### 任務要求
逐字引用下方的頁面文字全文。

### 頁面文字
===============

李萍文字:等候春雨的姍姍而至


李萍文字:等候春雨的姍姍而至

銀說過年不下雪的話,好像沒有過年一樣,兒時的記憶裡似乎過年總在下雪。

因為銀說的話,發覺銀的記憶沒有出錯,倒是真是那般,不管年三十雪花飄飄,還是起初豔陽高照,乃至後來雨雪霏霏,正月裡,雪意一直是不離不棄的。

梳理之後,心也就坦然了。記得每每正月初五之前,陽光溫暖,站在陽臺上,不一會,那透過玻璃的光束,會讓身心暖洋洋的,若在正午時刻,額頭鼻尖會有汗珠滲出,揩一下,像揩掉熱度一般,無論怎樣,歡喜是自然的。

===============

[已標註點的數據記錄]
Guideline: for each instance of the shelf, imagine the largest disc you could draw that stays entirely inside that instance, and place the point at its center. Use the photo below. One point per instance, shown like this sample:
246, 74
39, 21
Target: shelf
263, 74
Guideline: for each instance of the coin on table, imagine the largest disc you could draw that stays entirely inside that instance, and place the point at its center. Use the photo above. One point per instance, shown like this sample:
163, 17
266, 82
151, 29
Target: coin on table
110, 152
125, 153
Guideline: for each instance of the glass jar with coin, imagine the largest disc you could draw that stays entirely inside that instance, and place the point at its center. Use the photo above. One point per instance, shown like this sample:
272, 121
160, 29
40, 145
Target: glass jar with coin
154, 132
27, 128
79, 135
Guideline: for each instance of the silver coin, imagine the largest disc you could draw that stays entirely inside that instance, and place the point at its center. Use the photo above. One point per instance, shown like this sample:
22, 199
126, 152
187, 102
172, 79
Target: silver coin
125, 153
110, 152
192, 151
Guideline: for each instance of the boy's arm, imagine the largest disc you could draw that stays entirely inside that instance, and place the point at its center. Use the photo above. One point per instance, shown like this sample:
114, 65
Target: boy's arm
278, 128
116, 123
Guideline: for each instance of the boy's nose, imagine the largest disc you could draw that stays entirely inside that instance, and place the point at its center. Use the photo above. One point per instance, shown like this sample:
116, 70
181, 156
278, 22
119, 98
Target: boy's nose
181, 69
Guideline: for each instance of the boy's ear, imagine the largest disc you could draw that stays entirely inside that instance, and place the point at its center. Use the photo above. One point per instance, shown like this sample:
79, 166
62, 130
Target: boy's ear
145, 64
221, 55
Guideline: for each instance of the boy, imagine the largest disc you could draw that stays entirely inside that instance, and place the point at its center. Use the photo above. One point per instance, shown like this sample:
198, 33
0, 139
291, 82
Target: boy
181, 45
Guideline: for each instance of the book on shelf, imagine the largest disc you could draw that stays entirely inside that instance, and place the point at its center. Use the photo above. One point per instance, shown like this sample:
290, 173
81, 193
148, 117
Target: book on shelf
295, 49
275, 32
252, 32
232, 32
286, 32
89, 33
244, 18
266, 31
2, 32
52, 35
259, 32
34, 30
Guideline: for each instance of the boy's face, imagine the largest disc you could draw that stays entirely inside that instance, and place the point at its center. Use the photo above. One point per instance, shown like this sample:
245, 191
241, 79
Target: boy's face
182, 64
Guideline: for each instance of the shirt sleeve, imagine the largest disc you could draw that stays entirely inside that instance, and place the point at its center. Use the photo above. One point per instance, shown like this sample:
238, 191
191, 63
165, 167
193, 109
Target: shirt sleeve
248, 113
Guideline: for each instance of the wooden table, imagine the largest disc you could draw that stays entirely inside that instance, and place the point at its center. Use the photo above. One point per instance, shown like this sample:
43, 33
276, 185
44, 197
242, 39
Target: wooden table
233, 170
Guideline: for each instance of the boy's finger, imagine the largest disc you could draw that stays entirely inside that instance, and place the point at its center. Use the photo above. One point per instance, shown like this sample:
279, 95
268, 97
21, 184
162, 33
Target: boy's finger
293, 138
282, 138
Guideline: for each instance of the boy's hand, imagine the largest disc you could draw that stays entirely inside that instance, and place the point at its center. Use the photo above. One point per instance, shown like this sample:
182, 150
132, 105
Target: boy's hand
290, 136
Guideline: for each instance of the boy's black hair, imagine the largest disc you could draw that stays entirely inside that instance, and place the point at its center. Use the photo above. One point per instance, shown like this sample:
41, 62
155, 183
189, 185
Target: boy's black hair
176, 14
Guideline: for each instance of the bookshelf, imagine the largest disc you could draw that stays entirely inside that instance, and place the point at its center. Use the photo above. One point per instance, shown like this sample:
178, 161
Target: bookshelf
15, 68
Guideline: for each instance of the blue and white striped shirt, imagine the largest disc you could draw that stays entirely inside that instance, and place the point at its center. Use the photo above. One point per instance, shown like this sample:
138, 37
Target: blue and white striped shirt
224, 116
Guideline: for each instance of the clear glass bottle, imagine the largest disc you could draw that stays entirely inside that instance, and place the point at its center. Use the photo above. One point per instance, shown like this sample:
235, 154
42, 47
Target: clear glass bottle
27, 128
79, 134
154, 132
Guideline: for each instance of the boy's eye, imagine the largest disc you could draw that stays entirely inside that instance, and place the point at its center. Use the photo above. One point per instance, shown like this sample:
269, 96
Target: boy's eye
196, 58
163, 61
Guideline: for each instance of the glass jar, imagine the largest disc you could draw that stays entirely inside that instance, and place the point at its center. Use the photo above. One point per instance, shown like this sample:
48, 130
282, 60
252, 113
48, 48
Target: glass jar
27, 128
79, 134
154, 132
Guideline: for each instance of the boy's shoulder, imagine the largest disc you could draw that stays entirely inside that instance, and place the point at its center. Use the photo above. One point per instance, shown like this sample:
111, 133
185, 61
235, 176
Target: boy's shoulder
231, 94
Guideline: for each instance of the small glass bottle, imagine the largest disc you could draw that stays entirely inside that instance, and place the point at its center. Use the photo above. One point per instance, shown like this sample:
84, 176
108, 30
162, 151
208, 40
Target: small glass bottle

===============

### 最終答案
李萍文字:等候春雨的姍姍而至


李萍文字:等候春雨的姍姍而至

銀說過年不下雪的話,好像沒有過年一樣,兒時的記憶裡似乎過年總在下雪。

因為銀說的話,發覺銀的記憶沒有出錯,倒是真是那般,不管年三十雪花飄飄,還是起初豔陽高照,乃至後來雨雪霏霏,正月裡,雪意一直是不離不棄的。

梳理之後,心也就坦然了。記得每每正月初五之前,陽光溫暖,站在陽臺上,不一會,那透過玻璃的光束,會讓身心暖洋洋的,若在正午時刻,額頭鼻尖會有汗珠滲出,揩一下,像揩掉熱度一般,無論怎樣,歡喜是自然的。